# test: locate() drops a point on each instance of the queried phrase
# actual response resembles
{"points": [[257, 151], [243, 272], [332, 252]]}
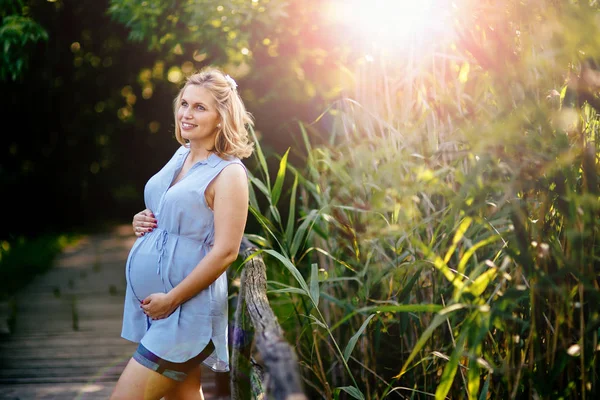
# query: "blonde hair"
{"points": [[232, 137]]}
____________________
■ Task objective ■
Output the records above exactly as written, but leave out the pictures.

■ Finished task ■
# test: locate() drops a point on each instance of the queried phrase
# actual response resembles
{"points": [[257, 151], [243, 272], [332, 252]]}
# query: "blonde hair"
{"points": [[232, 137]]}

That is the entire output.